WRITTEN PROBLEM ▸ Read the data and repeat it in full, exactly.

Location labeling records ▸
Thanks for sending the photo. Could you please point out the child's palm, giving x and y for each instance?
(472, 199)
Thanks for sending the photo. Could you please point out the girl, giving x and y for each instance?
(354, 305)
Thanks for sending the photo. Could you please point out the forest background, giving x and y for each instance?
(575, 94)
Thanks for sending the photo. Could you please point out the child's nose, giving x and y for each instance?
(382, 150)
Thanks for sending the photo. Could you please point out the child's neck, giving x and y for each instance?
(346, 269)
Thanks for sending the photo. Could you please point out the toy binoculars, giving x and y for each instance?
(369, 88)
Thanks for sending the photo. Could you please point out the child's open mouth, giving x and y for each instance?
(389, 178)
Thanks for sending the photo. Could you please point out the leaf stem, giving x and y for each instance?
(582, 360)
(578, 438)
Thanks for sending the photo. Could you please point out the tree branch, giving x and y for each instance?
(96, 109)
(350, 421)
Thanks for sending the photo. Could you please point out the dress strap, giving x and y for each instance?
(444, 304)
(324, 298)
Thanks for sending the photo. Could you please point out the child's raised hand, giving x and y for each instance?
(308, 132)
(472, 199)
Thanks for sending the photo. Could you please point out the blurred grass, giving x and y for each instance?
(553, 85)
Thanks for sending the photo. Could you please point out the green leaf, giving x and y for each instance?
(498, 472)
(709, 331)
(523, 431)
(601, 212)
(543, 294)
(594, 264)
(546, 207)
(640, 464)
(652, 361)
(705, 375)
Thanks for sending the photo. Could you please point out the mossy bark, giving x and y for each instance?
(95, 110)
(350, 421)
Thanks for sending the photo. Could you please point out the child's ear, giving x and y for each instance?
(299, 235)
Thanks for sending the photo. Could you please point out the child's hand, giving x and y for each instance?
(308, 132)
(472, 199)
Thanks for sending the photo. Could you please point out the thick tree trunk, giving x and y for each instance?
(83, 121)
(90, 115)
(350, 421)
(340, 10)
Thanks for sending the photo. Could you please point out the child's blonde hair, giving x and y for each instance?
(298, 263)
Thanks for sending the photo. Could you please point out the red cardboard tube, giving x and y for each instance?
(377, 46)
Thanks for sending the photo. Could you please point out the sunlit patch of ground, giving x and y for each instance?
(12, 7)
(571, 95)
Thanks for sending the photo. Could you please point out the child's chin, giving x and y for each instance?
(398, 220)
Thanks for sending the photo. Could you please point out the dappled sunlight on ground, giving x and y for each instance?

COMPLETE ANSWER ▸
Thanks for sending the photo. Could you please point out the child's palm, giving x and y for each instance?
(472, 199)
Thanks for sending the photo. Could you please point out the girl, giving x and y for each instance?
(354, 305)
Thanks for sending the photo. Could you please point out the forest background, giving x and y for each instance?
(575, 94)
Thanks for sending the photo. Could you please point out the child's nose, giving x and y for each instance?
(382, 150)
Thanks for sending the photo. Could you please point out the child's neck, giving x and y for each instance?
(346, 269)
Thanks for sending the photo. Could you please point out the toy binoculars, giving x and y for each instance?
(369, 88)
Thanks for sending the photo. Could you please point out the child's open mouth, giving x and y for each instance?
(389, 178)
Thanks for sending the photo. Could you please point out the leaf stem, giving x and y for each instance?
(582, 360)
(578, 438)
Thanks for sending the photo. Could you please point out the tree branch, giving x and y for each instance?
(96, 109)
(350, 421)
Thanks for sending the photo. Could you please point out the dress strap, giving x and y for each instance?
(444, 304)
(324, 298)
Thanks for sending the photo. Could you please point out the child's raised hand, giving x and y for each instance?
(308, 132)
(472, 199)
Thanks for sending the photo. Could you please point out the blurred grass, giving x and y for each instance?
(553, 85)
Thanks for sending the photo. Could you please point out the green leaf, giving x and y for each instance?
(498, 472)
(709, 331)
(523, 431)
(601, 212)
(543, 294)
(594, 264)
(546, 207)
(640, 464)
(652, 361)
(705, 375)
Thanks for sending the photo. Could you please point out the mossy bark, giving x and y for each instance?
(95, 110)
(350, 421)
Thanks for sending the photo. Could you please point out the child's ear, giving x and y for each instance?
(299, 235)
Thanks for sending the photo. Could you please point out the child's hand, giving x and y for each instance?
(308, 132)
(472, 199)
Thanks for sending the photo. Could you please point out the thick tree trunk, giving x and y for each instance?
(83, 121)
(90, 115)
(350, 421)
(340, 10)
Thanks for sending the photo. Could you please point out the child's blonde hair, giving x and y for each instance?
(298, 263)
Thanks for sending the photo. Could you please point out the red cardboard tube, giving x and y for each instance?
(377, 46)
Thanks for sending the photo. Could you please point out the sunlit patch of ground, giving x and y for each instance?
(12, 7)
(571, 95)
Thanks for sending the photo. Could you please point out the child's chin, giving x and y for each instance?
(398, 220)
Thanks for sending the photo. Could you please point out the dappled sunlight on ground, giving x and y for each instance?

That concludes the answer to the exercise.